═══ TEXT UNDER STUDY ═══
Why was six afraid of seven?
– It wasn’t. Numbers aren’t sentient and are incapable of feeling fear.
How does the white-tail deer jump higher than the average house?
– This is due to their powerful hind legs and the fact that the average house can’t jump.
Someone stole my mood ring.
– I don’t know how I feel about that.
Back in 1980, I fell off my bike, twisted my foot, and hurt my knee.
– I’m telling you this now because there was no social media in the ‘80s.
What did the monkey and pancake batter have in common?
– They both love bananas.
A minute passes.
What did the five fingers say to the face?
– Nothing. Fingers can’t talk.
How does the white-tail deer jump higher than the average house?
– This is due to their powerful hind legs and the fact that the average house can’t jump.
Why did the swan hiss?
– Biologically, it’s coded in their genes to do so when threatened.
Do you want to know what always makes me smile?
– Face muscles.
Why are friends a lot like snow?
– If you pee on them, they disappear.
What came first, the chicken or the egg?
– Dinosaurs.
A grasshopper walks into a bar, and the bartender says, “Hey, we have a drink named after you.”
– The grasshopper replies, “What? You have a drink called Steve?”
Why did Jordan stay home from the party?
– He wasn’t invited.
Knock, knock.
– Come in!
What’s brown and sticky?
– A stick.
You can pick your nose and you can pick your friends…
– But you can’t rob a bank. That’s a felony.
═══
■ WORK TASK
Write out, word for word, the part of the anti-joke list that opens with the words containing "Back in 1980, I" and closes with "both love bananas.". The rows have nothing to do with the anti-joke list.
═══ DATA SHOWN ═══
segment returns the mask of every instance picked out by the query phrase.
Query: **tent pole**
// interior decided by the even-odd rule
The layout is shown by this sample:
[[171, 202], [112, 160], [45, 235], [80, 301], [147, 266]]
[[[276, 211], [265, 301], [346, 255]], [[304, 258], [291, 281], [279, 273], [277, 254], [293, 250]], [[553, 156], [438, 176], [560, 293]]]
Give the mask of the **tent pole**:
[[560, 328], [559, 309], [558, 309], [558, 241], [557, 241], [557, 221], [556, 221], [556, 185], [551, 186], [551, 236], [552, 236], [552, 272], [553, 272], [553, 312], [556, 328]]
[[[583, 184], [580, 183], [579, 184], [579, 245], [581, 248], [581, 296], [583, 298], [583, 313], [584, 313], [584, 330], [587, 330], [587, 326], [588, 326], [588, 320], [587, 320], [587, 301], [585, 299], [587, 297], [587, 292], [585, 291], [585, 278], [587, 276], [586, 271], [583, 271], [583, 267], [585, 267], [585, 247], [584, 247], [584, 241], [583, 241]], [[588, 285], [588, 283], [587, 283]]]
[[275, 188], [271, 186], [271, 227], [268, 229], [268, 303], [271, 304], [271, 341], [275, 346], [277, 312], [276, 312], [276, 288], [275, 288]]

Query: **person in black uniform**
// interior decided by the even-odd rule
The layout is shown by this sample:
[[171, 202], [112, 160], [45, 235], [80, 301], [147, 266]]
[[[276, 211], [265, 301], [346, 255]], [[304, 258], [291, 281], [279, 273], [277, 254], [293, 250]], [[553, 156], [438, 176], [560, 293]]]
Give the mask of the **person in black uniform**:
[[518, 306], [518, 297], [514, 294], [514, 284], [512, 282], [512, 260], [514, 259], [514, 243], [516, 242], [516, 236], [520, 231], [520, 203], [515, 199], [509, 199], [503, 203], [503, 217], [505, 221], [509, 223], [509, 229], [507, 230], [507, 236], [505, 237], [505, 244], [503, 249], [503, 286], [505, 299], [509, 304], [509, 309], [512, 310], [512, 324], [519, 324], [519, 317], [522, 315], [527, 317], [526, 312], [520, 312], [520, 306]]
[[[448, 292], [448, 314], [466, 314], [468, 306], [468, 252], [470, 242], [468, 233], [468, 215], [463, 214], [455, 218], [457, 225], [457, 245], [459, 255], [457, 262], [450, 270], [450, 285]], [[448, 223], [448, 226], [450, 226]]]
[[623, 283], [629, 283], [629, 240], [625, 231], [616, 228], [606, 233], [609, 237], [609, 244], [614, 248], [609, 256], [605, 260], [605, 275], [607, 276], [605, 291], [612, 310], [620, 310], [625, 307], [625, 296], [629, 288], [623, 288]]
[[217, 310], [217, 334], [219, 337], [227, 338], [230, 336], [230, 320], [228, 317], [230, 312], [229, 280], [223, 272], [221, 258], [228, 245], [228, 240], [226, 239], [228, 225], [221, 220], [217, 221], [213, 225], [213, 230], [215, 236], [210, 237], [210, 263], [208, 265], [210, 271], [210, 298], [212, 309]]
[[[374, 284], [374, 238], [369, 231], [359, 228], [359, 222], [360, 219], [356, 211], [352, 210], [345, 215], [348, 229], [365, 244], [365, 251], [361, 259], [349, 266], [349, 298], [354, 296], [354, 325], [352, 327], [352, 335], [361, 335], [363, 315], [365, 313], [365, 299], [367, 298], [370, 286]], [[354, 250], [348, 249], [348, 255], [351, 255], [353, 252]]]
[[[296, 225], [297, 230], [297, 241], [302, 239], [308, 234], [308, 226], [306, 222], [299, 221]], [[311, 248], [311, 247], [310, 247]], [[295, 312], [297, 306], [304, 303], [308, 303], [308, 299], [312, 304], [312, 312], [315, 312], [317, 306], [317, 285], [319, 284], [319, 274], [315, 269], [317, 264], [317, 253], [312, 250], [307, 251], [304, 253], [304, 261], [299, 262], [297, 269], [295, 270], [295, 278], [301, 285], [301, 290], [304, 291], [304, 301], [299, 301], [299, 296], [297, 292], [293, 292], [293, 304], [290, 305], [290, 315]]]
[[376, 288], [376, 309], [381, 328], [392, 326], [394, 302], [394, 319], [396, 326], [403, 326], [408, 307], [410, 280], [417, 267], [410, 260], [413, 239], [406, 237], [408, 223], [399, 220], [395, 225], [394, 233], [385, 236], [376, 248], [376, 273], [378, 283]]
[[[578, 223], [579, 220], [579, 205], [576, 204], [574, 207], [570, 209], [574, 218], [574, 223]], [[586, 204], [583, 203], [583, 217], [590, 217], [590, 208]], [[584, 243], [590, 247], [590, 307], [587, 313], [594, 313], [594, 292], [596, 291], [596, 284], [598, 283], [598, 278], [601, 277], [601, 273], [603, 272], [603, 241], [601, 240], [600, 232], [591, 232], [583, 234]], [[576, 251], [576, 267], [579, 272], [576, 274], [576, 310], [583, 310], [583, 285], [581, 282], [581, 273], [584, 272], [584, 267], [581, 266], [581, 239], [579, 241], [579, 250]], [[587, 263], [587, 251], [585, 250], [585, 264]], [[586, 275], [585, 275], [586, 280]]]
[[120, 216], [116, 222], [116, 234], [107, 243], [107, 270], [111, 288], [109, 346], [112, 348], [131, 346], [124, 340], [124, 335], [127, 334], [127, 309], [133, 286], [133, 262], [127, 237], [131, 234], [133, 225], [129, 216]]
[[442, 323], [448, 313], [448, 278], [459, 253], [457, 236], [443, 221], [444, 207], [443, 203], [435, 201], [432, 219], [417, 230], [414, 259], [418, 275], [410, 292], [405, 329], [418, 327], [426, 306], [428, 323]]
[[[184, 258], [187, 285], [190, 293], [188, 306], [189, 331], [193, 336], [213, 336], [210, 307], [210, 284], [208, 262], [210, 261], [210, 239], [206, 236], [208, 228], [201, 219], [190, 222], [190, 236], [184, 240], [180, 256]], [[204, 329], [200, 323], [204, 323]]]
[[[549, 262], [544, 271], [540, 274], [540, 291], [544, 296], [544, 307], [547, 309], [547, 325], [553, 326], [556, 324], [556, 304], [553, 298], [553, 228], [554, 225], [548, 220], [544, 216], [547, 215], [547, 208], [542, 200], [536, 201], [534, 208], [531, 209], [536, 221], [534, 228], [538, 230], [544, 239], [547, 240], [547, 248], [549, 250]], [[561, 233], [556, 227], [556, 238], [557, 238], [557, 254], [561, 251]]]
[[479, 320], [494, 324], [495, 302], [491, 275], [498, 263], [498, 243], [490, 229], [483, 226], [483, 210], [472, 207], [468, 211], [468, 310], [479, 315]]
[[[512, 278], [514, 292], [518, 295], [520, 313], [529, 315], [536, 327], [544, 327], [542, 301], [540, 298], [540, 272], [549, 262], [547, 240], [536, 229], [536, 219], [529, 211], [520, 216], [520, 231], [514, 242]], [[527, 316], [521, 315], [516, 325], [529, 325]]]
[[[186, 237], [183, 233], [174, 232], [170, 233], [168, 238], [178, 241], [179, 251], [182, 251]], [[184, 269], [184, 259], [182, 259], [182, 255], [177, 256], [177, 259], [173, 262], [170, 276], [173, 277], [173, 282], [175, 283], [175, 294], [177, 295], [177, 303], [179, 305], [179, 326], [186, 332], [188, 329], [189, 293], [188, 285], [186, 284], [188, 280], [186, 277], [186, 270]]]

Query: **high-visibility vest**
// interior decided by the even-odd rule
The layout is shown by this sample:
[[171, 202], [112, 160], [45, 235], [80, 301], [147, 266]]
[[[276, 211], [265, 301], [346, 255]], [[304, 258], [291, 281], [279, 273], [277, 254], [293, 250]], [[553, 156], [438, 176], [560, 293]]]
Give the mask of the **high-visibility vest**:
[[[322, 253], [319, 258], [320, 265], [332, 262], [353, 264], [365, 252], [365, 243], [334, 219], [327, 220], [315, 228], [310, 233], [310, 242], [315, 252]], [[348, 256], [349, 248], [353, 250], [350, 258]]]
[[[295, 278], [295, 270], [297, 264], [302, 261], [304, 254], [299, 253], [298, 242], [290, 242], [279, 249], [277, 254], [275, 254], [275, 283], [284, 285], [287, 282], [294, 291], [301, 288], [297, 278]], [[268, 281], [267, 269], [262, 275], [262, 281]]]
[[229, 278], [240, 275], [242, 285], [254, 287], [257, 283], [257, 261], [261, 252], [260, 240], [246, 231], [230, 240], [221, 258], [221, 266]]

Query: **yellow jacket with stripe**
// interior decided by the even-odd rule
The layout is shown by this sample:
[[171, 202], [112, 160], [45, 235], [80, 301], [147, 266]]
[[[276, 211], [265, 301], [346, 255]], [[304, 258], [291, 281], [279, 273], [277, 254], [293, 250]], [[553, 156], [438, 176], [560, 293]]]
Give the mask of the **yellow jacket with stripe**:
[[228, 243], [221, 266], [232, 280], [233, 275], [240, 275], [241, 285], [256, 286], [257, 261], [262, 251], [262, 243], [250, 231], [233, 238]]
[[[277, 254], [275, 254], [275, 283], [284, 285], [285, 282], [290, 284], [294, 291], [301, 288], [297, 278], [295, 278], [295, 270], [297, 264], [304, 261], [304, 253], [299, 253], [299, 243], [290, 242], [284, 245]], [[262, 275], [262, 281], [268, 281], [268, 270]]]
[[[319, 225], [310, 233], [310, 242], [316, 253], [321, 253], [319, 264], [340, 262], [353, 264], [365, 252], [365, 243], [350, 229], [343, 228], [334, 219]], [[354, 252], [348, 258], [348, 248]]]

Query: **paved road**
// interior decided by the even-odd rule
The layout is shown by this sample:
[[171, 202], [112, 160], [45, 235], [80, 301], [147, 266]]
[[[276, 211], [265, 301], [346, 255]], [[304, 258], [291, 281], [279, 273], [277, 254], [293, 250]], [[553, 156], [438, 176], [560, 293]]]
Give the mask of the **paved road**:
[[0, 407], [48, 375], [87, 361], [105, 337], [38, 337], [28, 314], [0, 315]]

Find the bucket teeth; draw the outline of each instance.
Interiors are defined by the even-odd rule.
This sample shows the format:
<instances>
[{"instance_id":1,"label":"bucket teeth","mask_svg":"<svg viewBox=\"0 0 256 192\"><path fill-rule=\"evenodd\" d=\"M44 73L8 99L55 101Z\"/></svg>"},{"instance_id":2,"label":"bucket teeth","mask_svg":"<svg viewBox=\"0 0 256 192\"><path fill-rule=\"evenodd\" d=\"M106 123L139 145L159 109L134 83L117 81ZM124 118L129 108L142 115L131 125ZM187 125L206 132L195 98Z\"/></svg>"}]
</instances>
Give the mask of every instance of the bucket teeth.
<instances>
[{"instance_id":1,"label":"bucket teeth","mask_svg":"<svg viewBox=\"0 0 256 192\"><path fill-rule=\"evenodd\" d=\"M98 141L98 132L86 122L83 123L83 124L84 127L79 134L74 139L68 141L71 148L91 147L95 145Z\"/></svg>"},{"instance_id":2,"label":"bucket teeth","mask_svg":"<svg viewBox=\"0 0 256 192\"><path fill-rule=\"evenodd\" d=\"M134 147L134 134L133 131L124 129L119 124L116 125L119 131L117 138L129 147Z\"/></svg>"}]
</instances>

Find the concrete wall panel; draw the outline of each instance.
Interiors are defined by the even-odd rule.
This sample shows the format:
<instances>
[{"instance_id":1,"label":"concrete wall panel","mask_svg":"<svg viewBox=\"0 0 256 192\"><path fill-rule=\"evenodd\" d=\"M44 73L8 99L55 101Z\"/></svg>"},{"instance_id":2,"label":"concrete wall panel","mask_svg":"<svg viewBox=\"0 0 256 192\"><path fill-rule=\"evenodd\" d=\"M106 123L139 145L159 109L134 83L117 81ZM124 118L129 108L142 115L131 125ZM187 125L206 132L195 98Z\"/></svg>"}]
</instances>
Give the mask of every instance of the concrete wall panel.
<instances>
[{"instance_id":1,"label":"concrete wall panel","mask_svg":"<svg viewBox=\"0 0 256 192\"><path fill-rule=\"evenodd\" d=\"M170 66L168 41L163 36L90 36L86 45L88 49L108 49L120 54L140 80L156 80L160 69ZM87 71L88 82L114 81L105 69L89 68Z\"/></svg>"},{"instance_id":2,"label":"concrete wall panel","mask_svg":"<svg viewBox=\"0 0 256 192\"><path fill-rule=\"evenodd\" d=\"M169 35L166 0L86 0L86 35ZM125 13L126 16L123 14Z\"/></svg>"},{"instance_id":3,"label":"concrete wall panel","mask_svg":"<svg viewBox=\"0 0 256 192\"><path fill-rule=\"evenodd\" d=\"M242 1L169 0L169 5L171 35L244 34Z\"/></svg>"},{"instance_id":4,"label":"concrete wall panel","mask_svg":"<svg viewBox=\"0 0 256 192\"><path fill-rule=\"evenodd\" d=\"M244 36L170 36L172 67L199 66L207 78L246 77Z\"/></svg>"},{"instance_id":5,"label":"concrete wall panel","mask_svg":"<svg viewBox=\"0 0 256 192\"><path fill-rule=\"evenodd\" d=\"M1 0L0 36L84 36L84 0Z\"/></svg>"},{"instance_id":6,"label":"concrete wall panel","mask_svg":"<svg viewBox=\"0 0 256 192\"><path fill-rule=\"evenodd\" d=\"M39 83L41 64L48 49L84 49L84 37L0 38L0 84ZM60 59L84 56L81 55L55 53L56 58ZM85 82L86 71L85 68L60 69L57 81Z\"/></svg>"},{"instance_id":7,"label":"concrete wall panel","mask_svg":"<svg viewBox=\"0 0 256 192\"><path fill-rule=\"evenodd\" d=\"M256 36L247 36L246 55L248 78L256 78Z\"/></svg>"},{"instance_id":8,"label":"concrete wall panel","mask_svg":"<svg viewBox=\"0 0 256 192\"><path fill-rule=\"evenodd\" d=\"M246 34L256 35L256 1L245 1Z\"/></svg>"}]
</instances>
═══
■ EXERCISE ANSWER
Back in 1980, I fell off my bike, twisted my foot, and hurt my knee.
– I’m telling you this now because there was no social media in the ‘80s.
What did the monkey and pancake batter have in common?
– They both love bananas.